### The problem
Put every line of the data below into a JSON list of strings, one string per line, leaving out any blank lines.

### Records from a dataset
++++++

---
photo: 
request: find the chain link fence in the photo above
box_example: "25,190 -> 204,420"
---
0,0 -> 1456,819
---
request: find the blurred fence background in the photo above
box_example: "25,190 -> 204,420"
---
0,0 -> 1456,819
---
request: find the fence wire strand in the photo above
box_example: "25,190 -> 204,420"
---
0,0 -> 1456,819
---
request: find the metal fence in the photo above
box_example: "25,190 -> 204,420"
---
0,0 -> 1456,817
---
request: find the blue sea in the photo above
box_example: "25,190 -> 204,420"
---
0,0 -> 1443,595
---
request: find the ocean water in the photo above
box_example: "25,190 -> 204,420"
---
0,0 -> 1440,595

++++++

### Written answer
[
  "---",
  "photo: ",
  "request: find the chain link fence in the photo above",
  "box_example: \"25,190 -> 204,420\"",
  "---",
  "0,0 -> 1456,819",
  "---",
  "request: find the blurred fence background in the photo above",
  "box_example: \"25,190 -> 204,420\"",
  "---",
  "0,0 -> 1456,819",
  "---",
  "request: find the fence wire strand in the photo above",
  "box_example: \"25,190 -> 204,420\"",
  "---",
  "0,0 -> 1456,819",
  "---",
  "request: find the metal fence in the photo above",
  "box_example: \"25,190 -> 204,420\"",
  "---",
  "0,0 -> 1456,817",
  "---",
  "request: find the blue sea in the photo above",
  "box_example: \"25,190 -> 204,420\"",
  "---",
  "0,0 -> 1443,595",
  "---",
  "request: find the ocean water in the photo above",
  "box_example: \"25,190 -> 204,420\"",
  "---",
  "0,0 -> 1440,595"
]